== Data for this exercise ==
++++++++

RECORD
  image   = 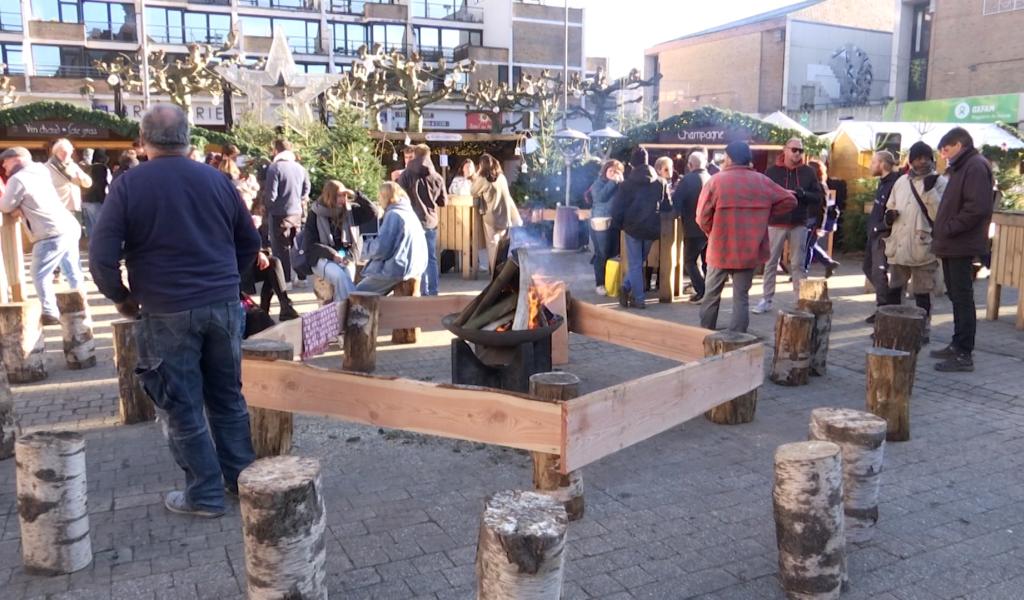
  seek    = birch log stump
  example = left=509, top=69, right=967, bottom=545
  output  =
left=797, top=296, right=833, bottom=377
left=0, top=301, right=46, bottom=383
left=703, top=331, right=759, bottom=425
left=56, top=290, right=96, bottom=370
left=391, top=277, right=420, bottom=344
left=772, top=441, right=846, bottom=600
left=476, top=490, right=568, bottom=600
left=529, top=371, right=585, bottom=521
left=867, top=346, right=913, bottom=441
left=239, top=457, right=327, bottom=600
left=808, top=409, right=886, bottom=543
left=770, top=310, right=814, bottom=385
left=341, top=292, right=380, bottom=373
left=111, top=318, right=157, bottom=425
left=14, top=431, right=92, bottom=574
left=0, top=364, right=17, bottom=461
left=242, top=340, right=295, bottom=459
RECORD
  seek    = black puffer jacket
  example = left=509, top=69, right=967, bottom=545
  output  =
left=611, top=165, right=671, bottom=240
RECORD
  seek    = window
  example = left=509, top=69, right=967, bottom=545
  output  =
left=334, top=23, right=369, bottom=56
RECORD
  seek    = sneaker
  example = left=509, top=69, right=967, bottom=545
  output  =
left=935, top=353, right=974, bottom=373
left=928, top=344, right=959, bottom=359
left=164, top=491, right=224, bottom=519
left=751, top=299, right=771, bottom=314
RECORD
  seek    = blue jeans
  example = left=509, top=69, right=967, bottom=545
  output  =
left=135, top=300, right=256, bottom=511
left=420, top=229, right=441, bottom=296
left=32, top=229, right=82, bottom=316
left=626, top=233, right=654, bottom=302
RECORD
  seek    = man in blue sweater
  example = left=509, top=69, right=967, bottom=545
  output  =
left=89, top=104, right=260, bottom=517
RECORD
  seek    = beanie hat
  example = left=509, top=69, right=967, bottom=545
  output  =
left=630, top=147, right=647, bottom=167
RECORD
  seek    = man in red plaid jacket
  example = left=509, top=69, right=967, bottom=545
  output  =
left=697, top=141, right=797, bottom=332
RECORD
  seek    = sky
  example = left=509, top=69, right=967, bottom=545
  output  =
left=577, top=0, right=797, bottom=77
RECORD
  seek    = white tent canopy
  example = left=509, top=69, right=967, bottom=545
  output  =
left=822, top=121, right=1024, bottom=152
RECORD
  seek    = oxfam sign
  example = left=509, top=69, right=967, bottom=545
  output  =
left=900, top=94, right=1020, bottom=123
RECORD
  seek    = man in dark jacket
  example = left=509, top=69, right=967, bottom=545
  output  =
left=611, top=147, right=671, bottom=308
left=862, top=151, right=901, bottom=323
left=752, top=137, right=825, bottom=314
left=263, top=139, right=309, bottom=282
left=932, top=127, right=995, bottom=372
left=89, top=104, right=260, bottom=517
left=672, top=151, right=711, bottom=302
left=398, top=143, right=444, bottom=296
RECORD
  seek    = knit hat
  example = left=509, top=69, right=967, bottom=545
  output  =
left=630, top=147, right=647, bottom=167
left=910, top=141, right=935, bottom=163
left=725, top=141, right=754, bottom=165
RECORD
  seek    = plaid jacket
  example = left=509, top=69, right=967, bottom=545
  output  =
left=697, top=165, right=797, bottom=269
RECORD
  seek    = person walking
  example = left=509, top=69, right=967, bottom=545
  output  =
left=931, top=127, right=995, bottom=372
left=611, top=147, right=670, bottom=308
left=696, top=141, right=798, bottom=333
left=753, top=137, right=824, bottom=314
left=398, top=143, right=444, bottom=296
left=470, top=154, right=522, bottom=272
left=861, top=151, right=900, bottom=324
left=590, top=159, right=625, bottom=296
left=0, top=146, right=82, bottom=326
left=672, top=151, right=711, bottom=302
left=263, top=138, right=309, bottom=283
left=89, top=103, right=260, bottom=517
left=883, top=141, right=946, bottom=344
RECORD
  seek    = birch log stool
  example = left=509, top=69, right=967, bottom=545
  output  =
left=476, top=490, right=568, bottom=600
left=0, top=366, right=17, bottom=454
left=56, top=290, right=96, bottom=370
left=239, top=457, right=327, bottom=600
left=341, top=292, right=380, bottom=373
left=111, top=318, right=157, bottom=425
left=703, top=331, right=759, bottom=425
left=772, top=441, right=846, bottom=600
left=867, top=346, right=914, bottom=441
left=770, top=310, right=814, bottom=385
left=529, top=371, right=585, bottom=521
left=14, top=431, right=92, bottom=574
left=391, top=277, right=420, bottom=344
left=808, top=409, right=886, bottom=543
left=797, top=296, right=833, bottom=377
left=242, top=340, right=295, bottom=459
left=0, top=301, right=46, bottom=383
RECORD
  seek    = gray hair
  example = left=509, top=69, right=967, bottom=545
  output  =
left=139, top=103, right=189, bottom=154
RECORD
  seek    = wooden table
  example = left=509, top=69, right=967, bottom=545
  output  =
left=985, top=211, right=1024, bottom=330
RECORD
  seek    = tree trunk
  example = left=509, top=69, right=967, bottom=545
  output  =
left=56, top=290, right=96, bottom=370
left=242, top=340, right=295, bottom=459
left=111, top=318, right=157, bottom=425
left=529, top=371, right=585, bottom=521
left=476, top=490, right=568, bottom=600
left=772, top=441, right=846, bottom=600
left=808, top=409, right=887, bottom=542
left=14, top=431, right=92, bottom=574
left=703, top=331, right=760, bottom=425
left=239, top=457, right=327, bottom=600
left=391, top=277, right=420, bottom=344
left=341, top=292, right=380, bottom=373
left=797, top=296, right=833, bottom=377
left=771, top=310, right=814, bottom=385
left=867, top=346, right=913, bottom=441
left=0, top=302, right=46, bottom=383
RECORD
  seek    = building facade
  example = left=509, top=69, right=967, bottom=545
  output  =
left=645, top=0, right=896, bottom=119
left=0, top=0, right=585, bottom=129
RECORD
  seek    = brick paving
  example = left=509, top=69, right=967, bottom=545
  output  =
left=0, top=249, right=1024, bottom=600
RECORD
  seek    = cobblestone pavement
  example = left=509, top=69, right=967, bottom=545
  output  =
left=0, top=249, right=1024, bottom=600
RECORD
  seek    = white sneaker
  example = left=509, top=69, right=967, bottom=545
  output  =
left=751, top=298, right=771, bottom=314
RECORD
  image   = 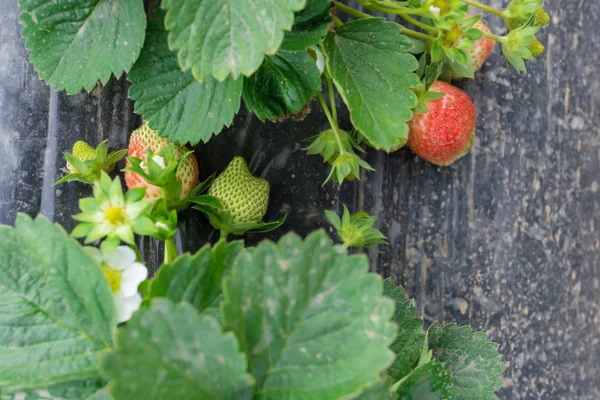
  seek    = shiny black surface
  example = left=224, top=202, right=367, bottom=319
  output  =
left=0, top=0, right=600, bottom=399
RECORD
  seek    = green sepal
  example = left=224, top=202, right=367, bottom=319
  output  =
left=187, top=195, right=287, bottom=235
left=325, top=206, right=387, bottom=248
left=54, top=141, right=128, bottom=186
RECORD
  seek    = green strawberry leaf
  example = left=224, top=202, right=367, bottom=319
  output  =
left=144, top=241, right=244, bottom=312
left=102, top=299, right=253, bottom=400
left=0, top=215, right=116, bottom=391
left=0, top=380, right=110, bottom=400
left=383, top=278, right=425, bottom=381
left=396, top=361, right=462, bottom=400
left=162, top=0, right=306, bottom=81
left=427, top=322, right=506, bottom=400
left=221, top=232, right=395, bottom=400
left=244, top=50, right=321, bottom=121
left=19, top=0, right=146, bottom=94
left=350, top=377, right=397, bottom=400
left=281, top=0, right=331, bottom=51
left=323, top=18, right=419, bottom=151
left=128, top=11, right=243, bottom=144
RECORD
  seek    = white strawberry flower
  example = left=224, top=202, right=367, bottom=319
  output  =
left=85, top=246, right=148, bottom=323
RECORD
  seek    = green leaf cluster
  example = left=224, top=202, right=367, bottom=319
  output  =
left=0, top=216, right=504, bottom=400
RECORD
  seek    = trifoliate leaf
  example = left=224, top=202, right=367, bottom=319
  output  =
left=144, top=241, right=244, bottom=312
left=0, top=215, right=116, bottom=391
left=383, top=278, right=425, bottom=381
left=102, top=299, right=253, bottom=400
left=0, top=380, right=110, bottom=400
left=221, top=232, right=395, bottom=400
left=244, top=50, right=321, bottom=121
left=19, top=0, right=146, bottom=94
left=324, top=18, right=419, bottom=150
left=162, top=0, right=306, bottom=81
left=428, top=322, right=506, bottom=400
left=281, top=0, right=332, bottom=51
left=397, top=362, right=462, bottom=400
left=128, top=12, right=243, bottom=144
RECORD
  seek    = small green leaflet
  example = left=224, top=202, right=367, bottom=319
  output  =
left=427, top=322, right=506, bottom=400
left=221, top=232, right=395, bottom=400
left=102, top=299, right=253, bottom=400
left=0, top=380, right=109, bottom=400
left=397, top=361, right=454, bottom=400
left=19, top=0, right=146, bottom=94
left=162, top=0, right=306, bottom=81
left=281, top=0, right=332, bottom=51
left=323, top=18, right=419, bottom=151
left=383, top=278, right=425, bottom=381
left=0, top=215, right=116, bottom=391
left=244, top=50, right=321, bottom=121
left=128, top=16, right=243, bottom=144
left=144, top=241, right=244, bottom=312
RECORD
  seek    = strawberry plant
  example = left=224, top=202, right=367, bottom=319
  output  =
left=0, top=0, right=550, bottom=400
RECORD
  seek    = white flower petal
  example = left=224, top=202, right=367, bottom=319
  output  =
left=83, top=246, right=102, bottom=264
left=104, top=246, right=136, bottom=271
left=114, top=292, right=142, bottom=323
left=152, top=156, right=166, bottom=169
left=120, top=263, right=148, bottom=297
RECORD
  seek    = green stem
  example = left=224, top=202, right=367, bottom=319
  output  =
left=334, top=1, right=373, bottom=19
left=462, top=0, right=504, bottom=18
left=165, top=238, right=179, bottom=264
left=483, top=32, right=504, bottom=43
left=219, top=229, right=229, bottom=241
left=358, top=0, right=427, bottom=16
left=402, top=26, right=435, bottom=42
left=326, top=75, right=338, bottom=126
left=317, top=92, right=346, bottom=154
left=400, top=15, right=439, bottom=34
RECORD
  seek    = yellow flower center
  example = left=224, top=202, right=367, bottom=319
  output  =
left=104, top=206, right=127, bottom=225
left=102, top=263, right=123, bottom=293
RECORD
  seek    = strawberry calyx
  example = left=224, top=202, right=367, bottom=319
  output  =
left=55, top=140, right=127, bottom=185
left=325, top=206, right=387, bottom=248
left=123, top=144, right=193, bottom=210
left=187, top=157, right=287, bottom=238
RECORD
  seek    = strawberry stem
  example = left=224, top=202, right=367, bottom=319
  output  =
left=334, top=0, right=437, bottom=42
left=317, top=92, right=346, bottom=154
left=334, top=1, right=373, bottom=19
left=129, top=243, right=144, bottom=263
left=462, top=0, right=504, bottom=18
left=400, top=15, right=440, bottom=34
left=483, top=32, right=505, bottom=43
left=219, top=229, right=229, bottom=241
left=164, top=238, right=179, bottom=264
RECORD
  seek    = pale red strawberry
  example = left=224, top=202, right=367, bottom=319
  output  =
left=408, top=81, right=476, bottom=166
left=125, top=122, right=199, bottom=201
left=469, top=20, right=496, bottom=71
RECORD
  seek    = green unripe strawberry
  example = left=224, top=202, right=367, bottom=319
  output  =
left=527, top=38, right=546, bottom=58
left=208, top=157, right=271, bottom=224
left=533, top=7, right=550, bottom=26
left=67, top=140, right=96, bottom=173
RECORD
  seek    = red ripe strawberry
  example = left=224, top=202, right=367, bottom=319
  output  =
left=469, top=20, right=496, bottom=71
left=125, top=122, right=199, bottom=201
left=408, top=81, right=476, bottom=166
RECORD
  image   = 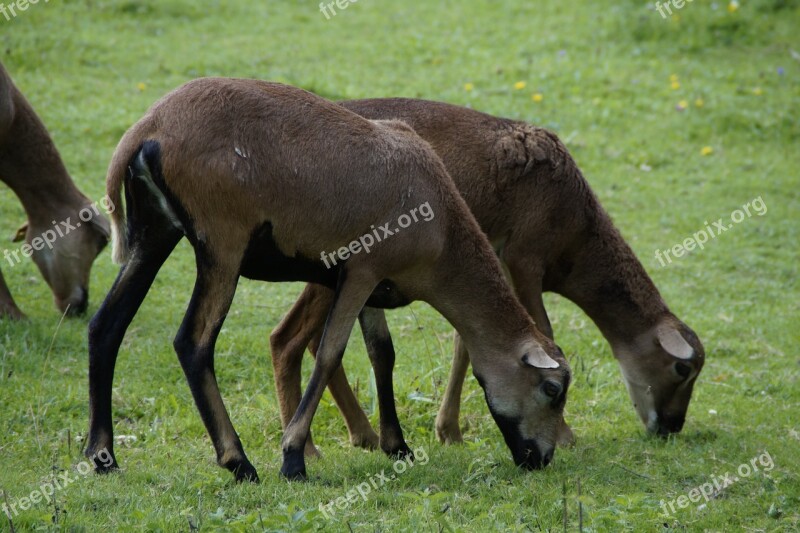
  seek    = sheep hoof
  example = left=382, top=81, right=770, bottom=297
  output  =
left=281, top=449, right=308, bottom=481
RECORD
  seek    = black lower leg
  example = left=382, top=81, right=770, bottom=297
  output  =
left=358, top=307, right=411, bottom=457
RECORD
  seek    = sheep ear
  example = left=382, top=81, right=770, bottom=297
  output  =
left=11, top=222, right=28, bottom=242
left=522, top=346, right=561, bottom=368
left=657, top=328, right=694, bottom=359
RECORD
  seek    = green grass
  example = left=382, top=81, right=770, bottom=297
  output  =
left=0, top=0, right=800, bottom=531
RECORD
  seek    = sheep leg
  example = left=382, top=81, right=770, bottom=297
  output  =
left=84, top=229, right=183, bottom=472
left=308, top=316, right=380, bottom=450
left=0, top=272, right=25, bottom=320
left=174, top=252, right=258, bottom=482
left=270, top=284, right=378, bottom=457
left=360, top=307, right=411, bottom=457
left=435, top=332, right=469, bottom=444
left=281, top=268, right=378, bottom=479
left=269, top=283, right=333, bottom=457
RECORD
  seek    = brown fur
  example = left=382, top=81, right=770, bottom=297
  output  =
left=271, top=98, right=704, bottom=454
left=87, top=78, right=569, bottom=479
left=0, top=64, right=110, bottom=318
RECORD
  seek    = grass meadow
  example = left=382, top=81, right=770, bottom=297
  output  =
left=0, top=0, right=800, bottom=532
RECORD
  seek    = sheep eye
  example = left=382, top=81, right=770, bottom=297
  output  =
left=675, top=363, right=692, bottom=379
left=542, top=381, right=561, bottom=398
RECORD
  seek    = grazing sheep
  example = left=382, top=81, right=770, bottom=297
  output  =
left=86, top=78, right=570, bottom=480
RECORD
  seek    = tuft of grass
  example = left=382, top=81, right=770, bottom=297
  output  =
left=0, top=0, right=800, bottom=531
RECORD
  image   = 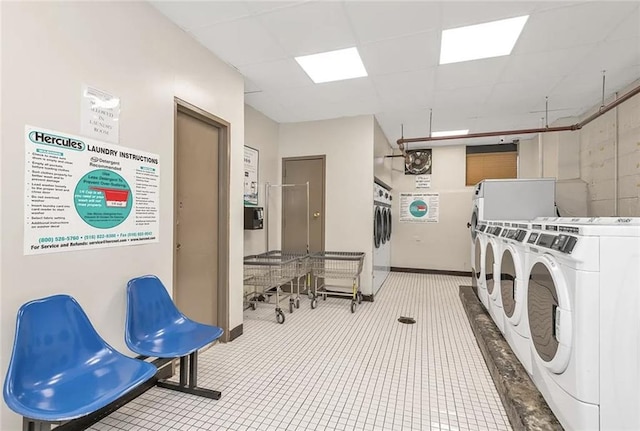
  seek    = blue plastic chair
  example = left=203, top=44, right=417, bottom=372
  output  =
left=3, top=295, right=157, bottom=429
left=125, top=275, right=223, bottom=400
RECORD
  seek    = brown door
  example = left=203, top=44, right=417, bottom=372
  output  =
left=174, top=111, right=219, bottom=325
left=282, top=156, right=325, bottom=253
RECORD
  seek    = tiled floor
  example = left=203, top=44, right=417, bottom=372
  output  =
left=90, top=273, right=511, bottom=431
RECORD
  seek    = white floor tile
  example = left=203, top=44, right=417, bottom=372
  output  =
left=90, top=273, right=511, bottom=431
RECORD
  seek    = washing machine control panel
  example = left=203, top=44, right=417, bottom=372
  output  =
left=536, top=233, right=578, bottom=253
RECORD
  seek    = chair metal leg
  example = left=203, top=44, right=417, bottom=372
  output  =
left=156, top=352, right=222, bottom=400
left=22, top=417, right=51, bottom=431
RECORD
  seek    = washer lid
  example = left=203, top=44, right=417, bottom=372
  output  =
left=527, top=256, right=573, bottom=374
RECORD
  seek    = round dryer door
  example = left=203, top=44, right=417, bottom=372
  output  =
left=484, top=241, right=495, bottom=295
left=500, top=248, right=522, bottom=323
left=387, top=208, right=391, bottom=241
left=527, top=256, right=573, bottom=373
left=469, top=208, right=478, bottom=241
left=380, top=208, right=387, bottom=244
left=373, top=206, right=382, bottom=248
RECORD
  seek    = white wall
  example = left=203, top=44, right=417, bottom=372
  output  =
left=278, top=115, right=374, bottom=295
left=391, top=145, right=473, bottom=271
left=244, top=105, right=281, bottom=256
left=0, top=2, right=244, bottom=431
left=373, top=118, right=392, bottom=186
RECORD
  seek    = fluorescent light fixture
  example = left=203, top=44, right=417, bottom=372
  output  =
left=431, top=129, right=469, bottom=138
left=296, top=48, right=367, bottom=84
left=440, top=15, right=529, bottom=64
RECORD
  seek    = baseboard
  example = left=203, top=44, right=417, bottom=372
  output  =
left=391, top=266, right=471, bottom=277
left=229, top=323, right=243, bottom=341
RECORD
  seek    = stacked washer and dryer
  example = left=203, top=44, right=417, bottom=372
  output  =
left=372, top=182, right=393, bottom=295
left=470, top=179, right=640, bottom=430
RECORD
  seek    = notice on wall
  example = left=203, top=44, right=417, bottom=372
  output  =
left=400, top=193, right=440, bottom=223
left=80, top=85, right=120, bottom=144
left=416, top=175, right=431, bottom=189
left=244, top=146, right=258, bottom=206
left=24, top=126, right=160, bottom=255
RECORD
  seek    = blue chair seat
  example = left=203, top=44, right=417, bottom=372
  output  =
left=124, top=275, right=223, bottom=400
left=3, top=295, right=157, bottom=422
left=127, top=317, right=223, bottom=358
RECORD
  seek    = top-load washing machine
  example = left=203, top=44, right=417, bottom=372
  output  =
left=496, top=221, right=532, bottom=375
left=484, top=222, right=504, bottom=334
left=527, top=218, right=640, bottom=430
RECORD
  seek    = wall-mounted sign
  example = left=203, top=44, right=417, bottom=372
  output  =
left=400, top=193, right=440, bottom=223
left=244, top=146, right=258, bottom=206
left=80, top=85, right=120, bottom=144
left=416, top=175, right=431, bottom=189
left=24, top=126, right=160, bottom=254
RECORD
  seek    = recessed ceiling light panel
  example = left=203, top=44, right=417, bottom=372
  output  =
left=440, top=15, right=529, bottom=64
left=296, top=48, right=367, bottom=84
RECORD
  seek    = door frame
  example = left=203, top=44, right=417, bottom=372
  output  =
left=172, top=97, right=231, bottom=342
left=280, top=154, right=327, bottom=250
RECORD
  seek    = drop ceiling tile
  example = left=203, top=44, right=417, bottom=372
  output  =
left=513, top=2, right=636, bottom=54
left=344, top=1, right=441, bottom=43
left=607, top=2, right=640, bottom=41
left=259, top=2, right=356, bottom=56
left=245, top=0, right=303, bottom=14
left=436, top=56, right=508, bottom=91
left=359, top=31, right=440, bottom=76
left=192, top=18, right=286, bottom=67
left=576, top=38, right=640, bottom=74
left=371, top=69, right=435, bottom=110
left=442, top=1, right=538, bottom=29
left=151, top=1, right=250, bottom=31
left=238, top=58, right=313, bottom=90
left=498, top=45, right=595, bottom=86
left=244, top=92, right=299, bottom=123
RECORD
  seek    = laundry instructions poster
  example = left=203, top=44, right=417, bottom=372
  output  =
left=400, top=193, right=440, bottom=223
left=24, top=126, right=160, bottom=255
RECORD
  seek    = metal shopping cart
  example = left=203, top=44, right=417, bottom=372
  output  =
left=309, top=251, right=365, bottom=313
left=243, top=253, right=299, bottom=323
left=260, top=250, right=311, bottom=313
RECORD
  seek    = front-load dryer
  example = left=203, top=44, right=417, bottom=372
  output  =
left=528, top=217, right=640, bottom=430
left=496, top=221, right=532, bottom=375
left=471, top=223, right=489, bottom=311
left=484, top=222, right=504, bottom=334
left=527, top=221, right=600, bottom=430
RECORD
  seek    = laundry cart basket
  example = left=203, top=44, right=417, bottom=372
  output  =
left=260, top=250, right=311, bottom=311
left=243, top=253, right=298, bottom=323
left=309, top=251, right=365, bottom=313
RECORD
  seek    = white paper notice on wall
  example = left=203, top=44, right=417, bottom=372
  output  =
left=80, top=85, right=120, bottom=144
left=400, top=193, right=440, bottom=223
left=416, top=175, right=431, bottom=189
left=24, top=126, right=160, bottom=255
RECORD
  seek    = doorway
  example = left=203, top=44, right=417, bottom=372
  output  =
left=173, top=99, right=229, bottom=337
left=282, top=156, right=326, bottom=253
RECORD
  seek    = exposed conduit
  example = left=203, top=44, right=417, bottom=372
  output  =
left=396, top=85, right=640, bottom=157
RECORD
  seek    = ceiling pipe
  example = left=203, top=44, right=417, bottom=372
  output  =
left=396, top=85, right=640, bottom=151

++++++++

== Exercise objective ==
Pull out every line of the data above that contains the word "laundry", copying each one unchanged.

== Full solution ==
  seek    = laundry instructions poster
  seek    = laundry cart basket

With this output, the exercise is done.